| About this exercise |
Word for word, transcribe the data below from the line with "Query: stack of cookies" to the line with "In this picture, where can the white", keeping both of those lines.
==============================
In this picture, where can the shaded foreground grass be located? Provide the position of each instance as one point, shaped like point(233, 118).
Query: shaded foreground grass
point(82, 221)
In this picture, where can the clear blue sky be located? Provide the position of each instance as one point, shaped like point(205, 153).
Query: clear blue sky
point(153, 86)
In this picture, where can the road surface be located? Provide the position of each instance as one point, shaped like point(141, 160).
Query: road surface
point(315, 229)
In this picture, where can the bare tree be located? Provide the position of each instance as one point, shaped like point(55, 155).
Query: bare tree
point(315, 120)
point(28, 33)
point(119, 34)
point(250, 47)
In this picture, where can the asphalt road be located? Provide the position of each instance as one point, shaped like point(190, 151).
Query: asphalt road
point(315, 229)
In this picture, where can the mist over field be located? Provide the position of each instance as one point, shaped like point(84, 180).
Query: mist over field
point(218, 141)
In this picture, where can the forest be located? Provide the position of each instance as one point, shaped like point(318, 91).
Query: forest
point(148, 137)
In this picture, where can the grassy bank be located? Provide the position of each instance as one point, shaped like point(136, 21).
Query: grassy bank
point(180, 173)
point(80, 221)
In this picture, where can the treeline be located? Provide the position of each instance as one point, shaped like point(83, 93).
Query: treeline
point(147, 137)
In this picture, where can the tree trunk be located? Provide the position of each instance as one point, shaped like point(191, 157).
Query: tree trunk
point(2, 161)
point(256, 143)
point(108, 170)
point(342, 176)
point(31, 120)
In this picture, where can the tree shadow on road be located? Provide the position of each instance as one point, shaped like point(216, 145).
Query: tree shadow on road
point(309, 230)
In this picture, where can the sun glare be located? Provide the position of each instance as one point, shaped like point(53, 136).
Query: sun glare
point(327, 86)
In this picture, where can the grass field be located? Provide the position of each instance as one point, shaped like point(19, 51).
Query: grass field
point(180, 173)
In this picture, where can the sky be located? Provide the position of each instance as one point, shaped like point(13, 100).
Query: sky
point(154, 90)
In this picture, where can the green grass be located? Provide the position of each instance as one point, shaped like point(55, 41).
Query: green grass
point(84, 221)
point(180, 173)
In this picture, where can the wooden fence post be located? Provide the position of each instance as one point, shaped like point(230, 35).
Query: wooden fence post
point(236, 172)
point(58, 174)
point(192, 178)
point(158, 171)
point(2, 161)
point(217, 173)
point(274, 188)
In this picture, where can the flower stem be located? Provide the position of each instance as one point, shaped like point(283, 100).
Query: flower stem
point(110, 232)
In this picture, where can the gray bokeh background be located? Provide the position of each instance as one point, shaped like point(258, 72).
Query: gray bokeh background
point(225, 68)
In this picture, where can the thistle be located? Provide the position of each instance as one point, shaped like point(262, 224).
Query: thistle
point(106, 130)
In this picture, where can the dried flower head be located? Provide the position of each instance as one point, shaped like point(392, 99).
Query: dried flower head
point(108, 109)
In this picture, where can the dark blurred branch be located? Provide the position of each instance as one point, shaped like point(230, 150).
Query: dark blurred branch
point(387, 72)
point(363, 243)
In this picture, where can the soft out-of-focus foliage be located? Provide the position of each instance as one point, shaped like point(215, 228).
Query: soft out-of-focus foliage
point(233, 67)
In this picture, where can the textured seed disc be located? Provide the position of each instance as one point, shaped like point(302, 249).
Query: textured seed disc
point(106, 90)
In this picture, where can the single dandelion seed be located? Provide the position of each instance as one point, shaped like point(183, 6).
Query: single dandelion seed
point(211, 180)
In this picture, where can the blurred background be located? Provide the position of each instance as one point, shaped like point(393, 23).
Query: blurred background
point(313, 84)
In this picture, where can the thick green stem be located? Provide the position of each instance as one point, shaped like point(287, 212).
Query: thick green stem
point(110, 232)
==============================
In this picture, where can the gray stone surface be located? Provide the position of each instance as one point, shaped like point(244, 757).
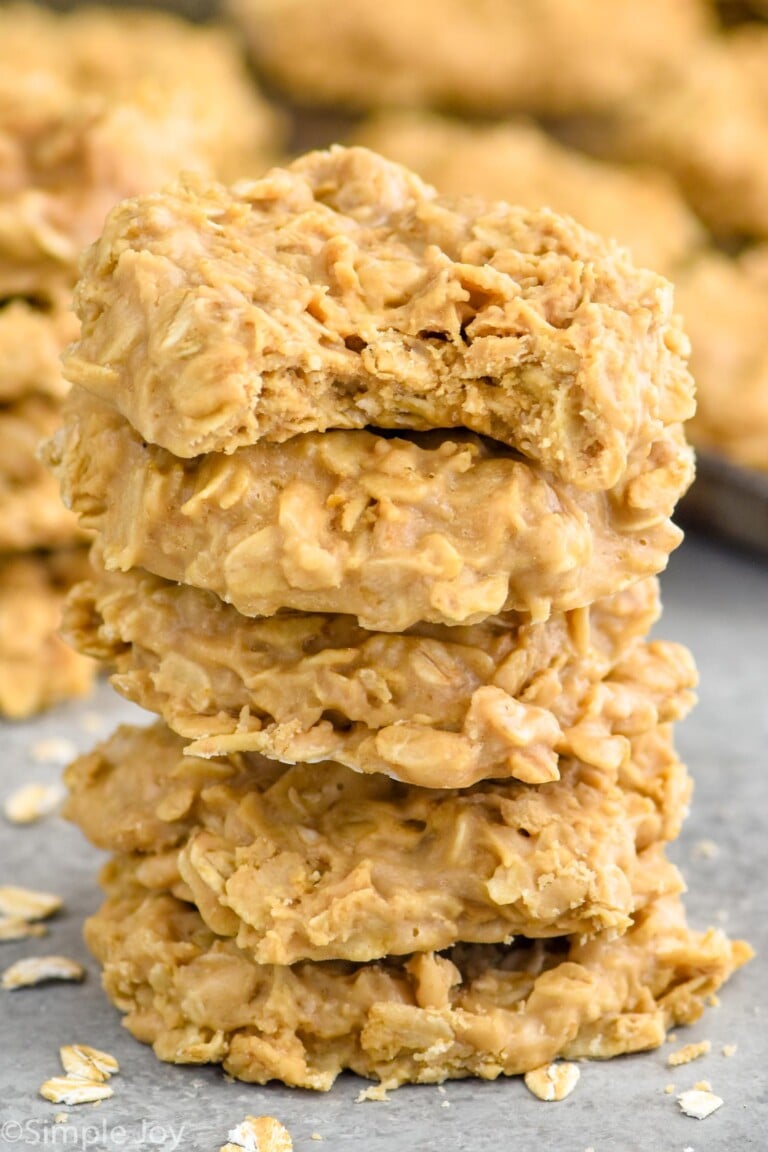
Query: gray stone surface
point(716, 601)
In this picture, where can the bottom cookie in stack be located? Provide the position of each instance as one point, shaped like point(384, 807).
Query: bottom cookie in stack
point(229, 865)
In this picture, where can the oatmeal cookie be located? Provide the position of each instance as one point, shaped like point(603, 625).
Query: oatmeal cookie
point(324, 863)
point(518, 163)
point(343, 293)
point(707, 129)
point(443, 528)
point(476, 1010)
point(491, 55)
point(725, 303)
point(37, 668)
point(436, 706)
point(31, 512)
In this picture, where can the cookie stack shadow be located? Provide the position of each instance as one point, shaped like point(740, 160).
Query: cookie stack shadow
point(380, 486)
==============================
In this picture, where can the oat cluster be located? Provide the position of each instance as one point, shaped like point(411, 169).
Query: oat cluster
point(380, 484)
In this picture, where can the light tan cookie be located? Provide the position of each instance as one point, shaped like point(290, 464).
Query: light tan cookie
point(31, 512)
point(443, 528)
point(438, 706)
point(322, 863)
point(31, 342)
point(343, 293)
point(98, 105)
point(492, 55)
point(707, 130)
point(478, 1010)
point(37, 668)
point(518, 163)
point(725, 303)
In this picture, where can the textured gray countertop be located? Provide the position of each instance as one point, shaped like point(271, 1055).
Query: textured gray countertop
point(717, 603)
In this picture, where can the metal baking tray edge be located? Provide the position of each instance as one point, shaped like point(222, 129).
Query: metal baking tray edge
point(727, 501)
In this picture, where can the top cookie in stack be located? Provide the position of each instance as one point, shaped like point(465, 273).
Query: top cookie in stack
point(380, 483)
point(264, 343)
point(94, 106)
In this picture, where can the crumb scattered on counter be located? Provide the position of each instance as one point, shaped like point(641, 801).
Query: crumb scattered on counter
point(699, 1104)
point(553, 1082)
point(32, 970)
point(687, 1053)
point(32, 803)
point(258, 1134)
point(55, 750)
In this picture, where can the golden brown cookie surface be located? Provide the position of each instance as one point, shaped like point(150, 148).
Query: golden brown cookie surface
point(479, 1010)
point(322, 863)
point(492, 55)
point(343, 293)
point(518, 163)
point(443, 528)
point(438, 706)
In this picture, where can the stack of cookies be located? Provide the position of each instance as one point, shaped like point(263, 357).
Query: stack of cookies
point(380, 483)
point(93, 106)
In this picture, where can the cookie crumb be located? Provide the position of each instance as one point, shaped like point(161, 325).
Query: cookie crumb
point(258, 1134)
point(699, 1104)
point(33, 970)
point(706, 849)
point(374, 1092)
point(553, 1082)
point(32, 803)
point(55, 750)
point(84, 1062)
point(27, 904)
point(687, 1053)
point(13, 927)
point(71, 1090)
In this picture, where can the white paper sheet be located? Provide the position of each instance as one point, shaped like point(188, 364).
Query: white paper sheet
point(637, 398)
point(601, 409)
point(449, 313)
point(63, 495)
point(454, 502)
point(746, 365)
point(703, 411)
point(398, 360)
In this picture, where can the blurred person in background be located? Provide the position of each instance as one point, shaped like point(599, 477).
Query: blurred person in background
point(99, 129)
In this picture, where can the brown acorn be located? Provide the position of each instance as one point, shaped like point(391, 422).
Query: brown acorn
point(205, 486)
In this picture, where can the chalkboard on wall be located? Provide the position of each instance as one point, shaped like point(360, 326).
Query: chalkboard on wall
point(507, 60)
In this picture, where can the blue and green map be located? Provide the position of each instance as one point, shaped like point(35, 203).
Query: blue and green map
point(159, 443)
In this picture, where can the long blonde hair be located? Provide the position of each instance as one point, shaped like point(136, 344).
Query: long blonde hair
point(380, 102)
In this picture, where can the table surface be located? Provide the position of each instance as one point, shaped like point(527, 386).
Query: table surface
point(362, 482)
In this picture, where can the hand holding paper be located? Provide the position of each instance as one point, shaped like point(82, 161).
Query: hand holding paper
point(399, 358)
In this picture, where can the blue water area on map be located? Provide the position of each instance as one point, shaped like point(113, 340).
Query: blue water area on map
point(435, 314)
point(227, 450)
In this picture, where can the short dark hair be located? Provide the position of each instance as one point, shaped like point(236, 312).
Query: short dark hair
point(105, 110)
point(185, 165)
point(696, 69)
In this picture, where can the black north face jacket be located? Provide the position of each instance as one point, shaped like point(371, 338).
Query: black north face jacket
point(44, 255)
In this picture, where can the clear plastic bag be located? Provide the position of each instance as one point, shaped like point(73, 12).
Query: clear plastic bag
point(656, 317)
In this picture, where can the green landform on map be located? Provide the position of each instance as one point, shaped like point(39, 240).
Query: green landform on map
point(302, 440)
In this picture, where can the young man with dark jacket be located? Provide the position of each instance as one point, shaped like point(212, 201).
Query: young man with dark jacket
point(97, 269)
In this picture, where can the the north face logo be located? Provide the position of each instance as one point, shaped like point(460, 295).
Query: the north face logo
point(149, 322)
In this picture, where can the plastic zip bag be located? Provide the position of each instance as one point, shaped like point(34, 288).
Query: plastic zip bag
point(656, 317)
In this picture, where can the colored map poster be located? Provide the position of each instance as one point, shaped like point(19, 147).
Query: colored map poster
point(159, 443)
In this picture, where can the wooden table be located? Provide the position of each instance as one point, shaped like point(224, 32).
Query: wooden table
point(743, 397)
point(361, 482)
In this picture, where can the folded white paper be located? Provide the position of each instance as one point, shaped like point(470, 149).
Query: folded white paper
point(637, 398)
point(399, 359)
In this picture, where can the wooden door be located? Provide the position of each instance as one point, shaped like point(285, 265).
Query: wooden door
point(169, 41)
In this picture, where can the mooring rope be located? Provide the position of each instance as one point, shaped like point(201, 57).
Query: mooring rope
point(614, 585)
==============================
| Solution to this exercise |
Query: stack of cookies
point(380, 483)
point(93, 106)
In this picture, where can the cookie crumb be located? Provide the position of each instance as one point, shaped like point(161, 325).
Query: cookie crumb
point(258, 1134)
point(699, 1104)
point(33, 970)
point(706, 849)
point(374, 1092)
point(553, 1082)
point(32, 803)
point(55, 750)
point(84, 1062)
point(27, 904)
point(687, 1053)
point(13, 927)
point(71, 1090)
In this picture, where can the white paper sheet be located? Provide the position of each instance as one point, shaped like point(188, 364).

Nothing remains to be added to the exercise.